> What is expected
Give back all of the data exactly.

[[ Task inputs open ]]

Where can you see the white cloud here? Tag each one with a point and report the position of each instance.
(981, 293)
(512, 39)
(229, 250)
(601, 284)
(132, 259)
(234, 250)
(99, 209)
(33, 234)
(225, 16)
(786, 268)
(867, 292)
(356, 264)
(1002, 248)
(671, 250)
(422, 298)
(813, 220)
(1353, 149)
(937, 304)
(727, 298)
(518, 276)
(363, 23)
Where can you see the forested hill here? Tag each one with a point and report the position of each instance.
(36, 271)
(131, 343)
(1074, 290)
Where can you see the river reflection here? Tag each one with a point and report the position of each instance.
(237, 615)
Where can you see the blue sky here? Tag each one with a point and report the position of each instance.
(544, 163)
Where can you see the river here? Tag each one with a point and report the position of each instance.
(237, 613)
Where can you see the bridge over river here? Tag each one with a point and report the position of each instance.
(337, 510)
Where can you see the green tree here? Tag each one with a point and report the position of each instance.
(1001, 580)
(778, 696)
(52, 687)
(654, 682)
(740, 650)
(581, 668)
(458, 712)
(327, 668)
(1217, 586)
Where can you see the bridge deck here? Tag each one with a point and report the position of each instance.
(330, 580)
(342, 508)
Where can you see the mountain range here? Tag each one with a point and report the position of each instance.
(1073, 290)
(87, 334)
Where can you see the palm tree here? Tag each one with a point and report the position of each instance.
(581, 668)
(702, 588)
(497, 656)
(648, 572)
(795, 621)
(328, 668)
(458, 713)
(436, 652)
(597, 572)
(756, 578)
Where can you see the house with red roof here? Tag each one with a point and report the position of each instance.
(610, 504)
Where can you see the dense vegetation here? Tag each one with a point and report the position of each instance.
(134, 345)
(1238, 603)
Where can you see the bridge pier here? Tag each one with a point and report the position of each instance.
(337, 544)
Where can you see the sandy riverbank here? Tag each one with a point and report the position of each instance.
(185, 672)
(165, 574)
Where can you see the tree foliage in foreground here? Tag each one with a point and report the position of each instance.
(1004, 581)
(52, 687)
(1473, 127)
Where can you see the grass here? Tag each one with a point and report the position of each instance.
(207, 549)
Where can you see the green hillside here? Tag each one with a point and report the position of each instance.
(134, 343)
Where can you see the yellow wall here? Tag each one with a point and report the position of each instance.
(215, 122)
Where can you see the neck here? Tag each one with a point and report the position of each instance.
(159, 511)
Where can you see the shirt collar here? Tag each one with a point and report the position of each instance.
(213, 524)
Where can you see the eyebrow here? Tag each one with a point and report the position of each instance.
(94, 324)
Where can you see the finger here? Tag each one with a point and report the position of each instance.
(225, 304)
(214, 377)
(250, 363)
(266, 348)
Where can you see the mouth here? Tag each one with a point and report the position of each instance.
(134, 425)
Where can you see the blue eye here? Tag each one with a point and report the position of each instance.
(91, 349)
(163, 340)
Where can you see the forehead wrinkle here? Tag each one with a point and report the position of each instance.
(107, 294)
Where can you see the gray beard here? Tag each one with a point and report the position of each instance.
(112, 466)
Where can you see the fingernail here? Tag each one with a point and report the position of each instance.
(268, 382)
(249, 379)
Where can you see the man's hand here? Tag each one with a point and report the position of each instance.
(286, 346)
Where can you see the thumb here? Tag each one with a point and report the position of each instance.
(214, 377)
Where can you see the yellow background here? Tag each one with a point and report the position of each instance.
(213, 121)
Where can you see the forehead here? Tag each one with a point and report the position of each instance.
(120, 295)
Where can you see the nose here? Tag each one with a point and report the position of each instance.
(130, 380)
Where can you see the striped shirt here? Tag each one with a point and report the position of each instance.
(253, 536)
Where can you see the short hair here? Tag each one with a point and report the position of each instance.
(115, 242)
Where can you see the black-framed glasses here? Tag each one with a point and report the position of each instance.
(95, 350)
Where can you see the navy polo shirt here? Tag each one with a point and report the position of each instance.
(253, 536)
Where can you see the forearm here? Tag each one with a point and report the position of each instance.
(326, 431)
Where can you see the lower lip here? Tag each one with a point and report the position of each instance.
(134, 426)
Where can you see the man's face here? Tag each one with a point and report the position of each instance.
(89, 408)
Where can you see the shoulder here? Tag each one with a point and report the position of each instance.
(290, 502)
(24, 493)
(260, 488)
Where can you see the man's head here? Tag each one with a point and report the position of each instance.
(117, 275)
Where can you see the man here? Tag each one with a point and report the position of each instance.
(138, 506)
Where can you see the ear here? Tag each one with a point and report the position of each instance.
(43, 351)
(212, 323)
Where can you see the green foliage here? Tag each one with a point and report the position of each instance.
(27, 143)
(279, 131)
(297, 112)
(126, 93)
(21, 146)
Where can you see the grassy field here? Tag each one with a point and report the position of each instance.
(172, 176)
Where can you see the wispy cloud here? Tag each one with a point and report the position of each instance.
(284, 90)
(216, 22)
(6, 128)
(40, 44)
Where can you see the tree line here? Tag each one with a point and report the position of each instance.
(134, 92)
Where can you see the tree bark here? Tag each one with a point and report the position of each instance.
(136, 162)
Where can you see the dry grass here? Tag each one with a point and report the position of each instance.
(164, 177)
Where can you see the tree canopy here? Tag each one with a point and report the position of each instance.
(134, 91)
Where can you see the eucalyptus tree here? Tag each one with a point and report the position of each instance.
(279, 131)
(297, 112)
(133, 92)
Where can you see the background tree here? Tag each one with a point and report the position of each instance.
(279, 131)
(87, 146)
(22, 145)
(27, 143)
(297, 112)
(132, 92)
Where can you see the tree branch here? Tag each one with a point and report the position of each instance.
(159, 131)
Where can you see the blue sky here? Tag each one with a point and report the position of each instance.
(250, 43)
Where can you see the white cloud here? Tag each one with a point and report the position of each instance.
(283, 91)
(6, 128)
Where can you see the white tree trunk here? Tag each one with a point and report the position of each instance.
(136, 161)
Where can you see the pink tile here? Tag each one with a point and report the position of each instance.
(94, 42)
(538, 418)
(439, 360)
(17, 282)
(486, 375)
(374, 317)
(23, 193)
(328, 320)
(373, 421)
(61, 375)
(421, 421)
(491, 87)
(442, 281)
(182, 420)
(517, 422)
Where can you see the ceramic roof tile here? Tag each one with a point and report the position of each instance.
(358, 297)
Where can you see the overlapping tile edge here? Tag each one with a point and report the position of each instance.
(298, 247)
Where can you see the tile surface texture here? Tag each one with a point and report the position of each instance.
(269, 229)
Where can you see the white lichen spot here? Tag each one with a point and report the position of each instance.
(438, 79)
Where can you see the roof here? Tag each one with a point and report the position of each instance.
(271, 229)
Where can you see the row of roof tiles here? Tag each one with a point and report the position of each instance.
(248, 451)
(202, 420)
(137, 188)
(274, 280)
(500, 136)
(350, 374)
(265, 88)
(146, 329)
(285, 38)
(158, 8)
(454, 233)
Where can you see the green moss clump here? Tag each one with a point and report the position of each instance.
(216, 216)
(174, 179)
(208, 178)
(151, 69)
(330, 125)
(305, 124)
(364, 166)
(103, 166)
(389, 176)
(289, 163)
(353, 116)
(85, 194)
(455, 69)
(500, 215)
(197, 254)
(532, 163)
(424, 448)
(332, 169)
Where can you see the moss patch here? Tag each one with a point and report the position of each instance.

[[ Task inputs closed ]]

> Written response
Where can you see the white cloud here? Tag each one with a point and report the position of each instance.
(981, 293)
(512, 39)
(229, 250)
(601, 284)
(132, 259)
(234, 250)
(99, 209)
(33, 234)
(225, 16)
(786, 268)
(867, 292)
(356, 264)
(1002, 248)
(671, 250)
(422, 298)
(813, 220)
(1353, 149)
(937, 304)
(727, 298)
(518, 276)
(363, 23)
Where can you see the forested hill here? Tag each one with a point and report the position of each instance.
(36, 271)
(131, 343)
(1074, 290)
Where can you see the river reflection here? Tag each one with a point and report the position of each instance.
(237, 615)
Where can you see the blue sky here? Tag each one with a point and report the position of each instance.
(544, 163)
Where can you see the river here? Tag each one with a point and report the position of each instance.
(237, 613)
Where can you see the bridge over river here? Tag each one with a point and report the position of each instance.
(337, 510)
Where can you see the green tree here? Tag each one with a point and report the position of each instance.
(1001, 580)
(778, 696)
(52, 687)
(654, 682)
(740, 650)
(581, 668)
(458, 712)
(327, 668)
(1217, 586)
Where can you see the bridge deck here? Tag each one with a point and report the position of each instance.
(330, 580)
(342, 508)
Where can you see the mountain range here? Tag each one with a point and report the position of each instance.
(1073, 290)
(87, 334)
Where can you see the palm tree here? Tag each one with a point and report the position of each instance.
(581, 668)
(702, 588)
(497, 656)
(648, 572)
(795, 621)
(328, 668)
(458, 713)
(436, 652)
(597, 572)
(756, 578)
Where can you see the house with red roof here? Tag each one with a point and report the position of each instance.
(610, 504)
Where can you see the dense vegetation here? Tag each one with a point and report the position of each instance.
(134, 345)
(1238, 603)
Where can you see the bridge pier here? Tag each one with a point and report the position of each instance.
(337, 544)
Where can you see the sandy riverbank here? Tag each one with a point and report the position of each instance.
(185, 672)
(165, 574)
Where can you see the tree foliage in foreground here? Tag each one with a point and report the position of each instance.
(1004, 581)
(52, 687)
(1473, 127)
Where can you see the grass here? Tag each one with a point and report the position of each instance.
(207, 549)
Where can you see the green hillside here? Tag each one with a point and report the position of each instance.
(134, 343)
Where can you see the yellow wall here? Tag each one with a point and report the position of each instance.
(215, 122)
Where can you see the neck here? Tag each one with a point and report the position of each instance.
(159, 511)
Where can you see the shirt collar here? Tag each one with a point and report the position of each instance.
(213, 524)
Where can you see the eyebrow here? Tag each one with a point and report the position of each instance.
(94, 324)
Where can you see the finger here? Tag each one with a point and report the position of each instance.
(225, 304)
(214, 377)
(250, 363)
(266, 348)
Where can you see the mouth here? Tag each one with a point and report the position of each instance.
(134, 425)
Where can you see the blue eye here? Tag each one with a point and report the position of each instance.
(91, 349)
(163, 340)
Where can you see the forehead wrinkle here? Tag each one with a point and report the position of each instance.
(107, 294)
Where can you see the gray beard here? Tag each one with a point and report the position of each instance.
(112, 466)
Where can you see the fingernail here? Tag each one with a point and report the position of each instance.
(268, 382)
(249, 379)
Where can you see the man's hand here? Tag each one with a point and report the position of each instance.
(286, 346)
Where can you see the thumb here? Tag each one with a point and report the position of each instance.
(214, 377)
Where can you see the yellow background here? Tag each one with a point and report the position of each instance.
(213, 121)
Where can you see the forehead here? Tag each one with a point and report the position of each instance.
(120, 295)
Where can you see the nose here? Tag each one with a point and report the position of each instance.
(130, 380)
Where can you see the striped shirt here? Tag each one with a point and report the position of each instance.
(253, 536)
Where can you see the short hair here? Tag each one with a point and report the position of each instance.
(115, 242)
Where can you see the black-framed glasses here? Tag each one with a point and report the position of each instance.
(95, 350)
Where can you see the navy polo shirt here? Tag each one with a point and report the position of each instance.
(253, 536)
Where can you see the forearm here? Tag each one with a point and report the position of each instance.
(326, 431)
Where can you see the lower lip here? Tag each one with a point and report the position of each instance.
(134, 426)
Where can you see the man's face here? Tag each one with a point and report the position of each instance.
(89, 408)
Where can you see the shoulder here? Tag each one with a point and report the position of each instance.
(290, 502)
(24, 493)
(260, 488)
Where can you see the man's head here? Tag each one with a point and report the position of each instance.
(117, 275)
Where can you see the man here? Tag each one with a point and report the position of each instance.
(138, 506)
Where can you see the ear here? Tag each one with a point and report the position of each instance.
(43, 351)
(212, 323)
Where can you see the green foliage here? Tag each one with a point and report the position of each instance.
(27, 143)
(279, 131)
(297, 112)
(126, 93)
(21, 146)
Where can you see the grassy field here? Tag each one with a point and report the position of each instance.
(172, 176)
Where can you see the wispy cloud here? Tag each one with a point and report the position of each instance.
(284, 90)
(216, 22)
(6, 128)
(40, 44)
Where can you see the tree line here? Tag each one with a point and report the position of each instance.
(134, 92)
Where can you see the tree bark here? Tag each one with a point and report the position of each instance.
(136, 162)
Where can you see the dry grass here? Tag each one with a point and report the position of each instance.
(164, 177)
Where can you see the tree canopy here? Tag each one with a point and report the position of each instance.
(134, 91)
Where can you see the eucalyptus tree here? Tag each one with a point and report the position of each instance.
(279, 131)
(297, 112)
(133, 92)
Where can you see the background tree here? Tag each one with a point and report the position of each instance.
(279, 131)
(87, 146)
(22, 145)
(27, 143)
(297, 112)
(132, 92)
Where can you see the tree branch here? Tag each one with a point and report the position of each instance.
(159, 131)
Where can you see the blue sky here? Tag each one with a point and report the position of each instance.
(250, 43)
Where can you see the white cloud here? Tag each one with a point and report the position of each instance.
(283, 91)
(6, 128)
Where can you see the white tree trunk here? Tag each one with a point and report the position of each instance.
(136, 161)
Where can you see the pink tile here? Tag each one with a point and report the position of each instance.
(94, 42)
(538, 418)
(439, 360)
(17, 282)
(486, 375)
(374, 317)
(23, 193)
(328, 320)
(373, 421)
(61, 375)
(421, 421)
(491, 87)
(442, 281)
(182, 420)
(517, 422)
Where can you see the ceramic roof tile here? Tag each one with a point and report the position of each instance.
(358, 297)
Where can you see the overlapping tile edge here? Tag each one with a point and report the position of each instance.
(298, 247)
Where can you see the tile surface texture here? Tag each one with a point and report the position of each instance.
(269, 229)
Where can you see the white lichen spot here? Tag each one with a point and report the position of each instance.
(438, 79)
Where can you see the roof here? Tag each one with a point and report the position of each instance.
(271, 229)
Where can you see the row of roof tiles here? Tag each one with a point and report the position of each instance.
(248, 451)
(202, 420)
(137, 188)
(274, 280)
(500, 136)
(350, 374)
(265, 88)
(146, 329)
(285, 38)
(158, 8)
(454, 233)
Where can you see the green moss clump here? Tag each one with a point and report the position of each instance.
(216, 216)
(174, 179)
(208, 178)
(151, 69)
(330, 125)
(305, 124)
(364, 166)
(103, 166)
(389, 176)
(289, 163)
(353, 116)
(85, 194)
(455, 69)
(500, 215)
(197, 254)
(532, 163)
(424, 448)
(332, 169)
Where can you see the moss patch here? Tag each one with a point and report the position of each instance.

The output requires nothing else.